| Short task |
Reproduce the data below word for word, starting with its first line and going on through the line that contains "M 252 113 L", including both of those lines.

-- Start --

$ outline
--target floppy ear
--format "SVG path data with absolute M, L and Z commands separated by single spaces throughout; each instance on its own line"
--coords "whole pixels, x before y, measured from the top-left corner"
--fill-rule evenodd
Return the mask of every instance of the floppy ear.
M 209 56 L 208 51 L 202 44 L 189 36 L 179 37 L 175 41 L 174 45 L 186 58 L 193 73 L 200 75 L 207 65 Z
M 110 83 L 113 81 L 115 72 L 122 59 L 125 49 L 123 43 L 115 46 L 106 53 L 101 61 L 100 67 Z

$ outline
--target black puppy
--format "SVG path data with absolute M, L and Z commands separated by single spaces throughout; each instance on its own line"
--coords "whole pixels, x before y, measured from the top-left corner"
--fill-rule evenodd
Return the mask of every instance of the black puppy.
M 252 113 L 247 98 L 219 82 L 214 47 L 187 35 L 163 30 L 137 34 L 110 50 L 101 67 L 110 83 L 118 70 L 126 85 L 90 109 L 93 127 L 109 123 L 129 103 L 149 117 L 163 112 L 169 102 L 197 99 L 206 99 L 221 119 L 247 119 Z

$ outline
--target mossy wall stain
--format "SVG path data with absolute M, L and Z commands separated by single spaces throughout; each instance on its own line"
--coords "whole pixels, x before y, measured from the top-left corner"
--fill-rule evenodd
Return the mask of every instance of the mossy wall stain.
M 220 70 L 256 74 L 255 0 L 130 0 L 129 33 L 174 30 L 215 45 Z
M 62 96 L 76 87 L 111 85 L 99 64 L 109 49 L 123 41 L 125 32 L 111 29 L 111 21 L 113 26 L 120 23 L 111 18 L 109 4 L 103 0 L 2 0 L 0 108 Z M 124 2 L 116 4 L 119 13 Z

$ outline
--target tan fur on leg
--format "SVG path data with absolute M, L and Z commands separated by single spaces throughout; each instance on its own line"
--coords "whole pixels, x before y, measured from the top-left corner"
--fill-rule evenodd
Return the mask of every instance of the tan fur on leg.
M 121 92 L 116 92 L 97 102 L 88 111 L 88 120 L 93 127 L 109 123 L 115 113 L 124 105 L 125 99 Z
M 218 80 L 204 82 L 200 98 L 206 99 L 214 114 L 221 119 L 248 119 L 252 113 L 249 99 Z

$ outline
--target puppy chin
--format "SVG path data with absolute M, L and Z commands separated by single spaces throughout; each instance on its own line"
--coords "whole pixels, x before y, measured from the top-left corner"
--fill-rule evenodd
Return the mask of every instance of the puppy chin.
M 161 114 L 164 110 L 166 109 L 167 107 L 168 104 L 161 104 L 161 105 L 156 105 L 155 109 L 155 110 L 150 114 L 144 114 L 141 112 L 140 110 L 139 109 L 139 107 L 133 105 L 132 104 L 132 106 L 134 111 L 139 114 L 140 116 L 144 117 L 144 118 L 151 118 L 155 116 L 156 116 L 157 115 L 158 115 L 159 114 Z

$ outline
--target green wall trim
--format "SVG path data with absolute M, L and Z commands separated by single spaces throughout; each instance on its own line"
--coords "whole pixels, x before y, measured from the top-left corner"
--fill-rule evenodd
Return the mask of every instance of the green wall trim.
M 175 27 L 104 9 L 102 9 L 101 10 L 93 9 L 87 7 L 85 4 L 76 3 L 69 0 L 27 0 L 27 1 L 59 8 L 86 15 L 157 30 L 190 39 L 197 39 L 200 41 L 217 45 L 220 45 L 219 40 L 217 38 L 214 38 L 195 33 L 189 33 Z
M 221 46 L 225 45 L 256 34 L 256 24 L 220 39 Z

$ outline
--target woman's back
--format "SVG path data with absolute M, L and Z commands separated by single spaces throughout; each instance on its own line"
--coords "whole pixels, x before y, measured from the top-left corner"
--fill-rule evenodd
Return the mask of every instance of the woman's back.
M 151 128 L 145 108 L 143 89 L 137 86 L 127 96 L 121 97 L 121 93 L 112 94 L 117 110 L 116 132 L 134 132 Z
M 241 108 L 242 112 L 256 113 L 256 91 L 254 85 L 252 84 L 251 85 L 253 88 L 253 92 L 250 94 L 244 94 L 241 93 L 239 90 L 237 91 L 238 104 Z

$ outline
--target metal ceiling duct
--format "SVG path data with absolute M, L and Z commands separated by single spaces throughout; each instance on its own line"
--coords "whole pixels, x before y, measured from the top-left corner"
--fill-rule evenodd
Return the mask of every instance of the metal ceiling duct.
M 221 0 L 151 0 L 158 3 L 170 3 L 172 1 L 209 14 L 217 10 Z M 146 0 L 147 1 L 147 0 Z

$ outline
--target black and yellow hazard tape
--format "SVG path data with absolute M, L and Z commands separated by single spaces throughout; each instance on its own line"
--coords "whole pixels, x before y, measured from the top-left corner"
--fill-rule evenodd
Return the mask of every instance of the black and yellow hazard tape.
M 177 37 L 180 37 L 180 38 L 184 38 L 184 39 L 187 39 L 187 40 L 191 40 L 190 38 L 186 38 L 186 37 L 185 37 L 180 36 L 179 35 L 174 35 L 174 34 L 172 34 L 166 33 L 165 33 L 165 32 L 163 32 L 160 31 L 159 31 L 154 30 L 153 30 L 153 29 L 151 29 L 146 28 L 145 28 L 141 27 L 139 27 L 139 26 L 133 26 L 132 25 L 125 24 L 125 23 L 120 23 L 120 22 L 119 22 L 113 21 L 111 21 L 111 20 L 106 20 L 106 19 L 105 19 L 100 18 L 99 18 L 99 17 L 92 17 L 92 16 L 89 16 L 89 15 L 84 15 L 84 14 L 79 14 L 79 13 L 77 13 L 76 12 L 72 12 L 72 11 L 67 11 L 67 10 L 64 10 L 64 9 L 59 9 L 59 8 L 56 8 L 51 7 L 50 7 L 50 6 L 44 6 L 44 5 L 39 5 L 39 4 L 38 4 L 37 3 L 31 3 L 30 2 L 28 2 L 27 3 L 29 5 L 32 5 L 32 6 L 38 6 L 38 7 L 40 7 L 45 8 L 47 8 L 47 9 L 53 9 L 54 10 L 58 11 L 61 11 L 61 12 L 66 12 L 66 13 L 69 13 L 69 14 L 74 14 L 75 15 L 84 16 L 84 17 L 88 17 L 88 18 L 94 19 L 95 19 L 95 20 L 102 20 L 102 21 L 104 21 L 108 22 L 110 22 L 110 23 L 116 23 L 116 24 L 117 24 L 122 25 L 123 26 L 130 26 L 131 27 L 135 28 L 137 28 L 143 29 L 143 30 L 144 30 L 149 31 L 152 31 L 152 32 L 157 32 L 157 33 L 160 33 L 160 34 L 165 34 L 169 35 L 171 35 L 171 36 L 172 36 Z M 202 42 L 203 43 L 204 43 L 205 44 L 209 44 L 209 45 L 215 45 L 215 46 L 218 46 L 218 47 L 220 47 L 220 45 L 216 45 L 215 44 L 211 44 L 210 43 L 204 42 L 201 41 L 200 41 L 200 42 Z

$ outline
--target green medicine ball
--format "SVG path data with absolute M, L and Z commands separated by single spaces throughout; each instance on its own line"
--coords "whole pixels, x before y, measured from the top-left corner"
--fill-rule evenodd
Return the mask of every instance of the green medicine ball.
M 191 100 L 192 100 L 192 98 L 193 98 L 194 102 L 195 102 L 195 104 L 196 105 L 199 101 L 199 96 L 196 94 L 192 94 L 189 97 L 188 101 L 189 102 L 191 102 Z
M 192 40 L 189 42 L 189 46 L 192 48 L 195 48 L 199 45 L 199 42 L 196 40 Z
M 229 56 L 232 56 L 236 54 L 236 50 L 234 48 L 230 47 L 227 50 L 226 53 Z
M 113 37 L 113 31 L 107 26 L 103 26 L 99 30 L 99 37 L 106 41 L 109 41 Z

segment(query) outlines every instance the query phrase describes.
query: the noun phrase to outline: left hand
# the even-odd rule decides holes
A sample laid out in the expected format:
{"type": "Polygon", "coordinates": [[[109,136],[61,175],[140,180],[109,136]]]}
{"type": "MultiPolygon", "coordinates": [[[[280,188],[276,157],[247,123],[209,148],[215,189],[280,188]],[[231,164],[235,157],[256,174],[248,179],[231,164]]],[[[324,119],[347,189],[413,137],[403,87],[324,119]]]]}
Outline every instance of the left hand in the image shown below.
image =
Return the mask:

-- End --

| Exercise solution |
$ outline
--target floppy ear
--format "SVG path data with absolute M, L and Z commands separated by single spaces throughout; each instance on its own line"
--coords "whole pixels, x before y, measured from the top-left corner"
--fill-rule evenodd
Return the mask of every instance of the floppy ear.
M 209 56 L 208 51 L 202 44 L 189 36 L 179 37 L 175 41 L 174 45 L 186 58 L 193 73 L 200 75 L 207 65 Z
M 110 83 L 113 81 L 115 72 L 122 59 L 125 49 L 123 43 L 115 46 L 106 53 L 101 61 L 100 67 Z

$ outline
--target black puppy
--format "SVG path data with absolute M, L and Z commands separated by single spaces throughout; each instance on its own line"
--coords "whole pixels, x before y, measured from the top-left corner"
--fill-rule evenodd
Return the mask of every instance of the black puppy.
M 252 113 L 247 98 L 219 82 L 214 47 L 187 35 L 163 30 L 137 34 L 110 50 L 101 67 L 110 83 L 118 70 L 126 85 L 90 109 L 93 127 L 109 123 L 129 103 L 149 117 L 163 112 L 169 102 L 197 99 L 206 99 L 221 119 L 247 119 Z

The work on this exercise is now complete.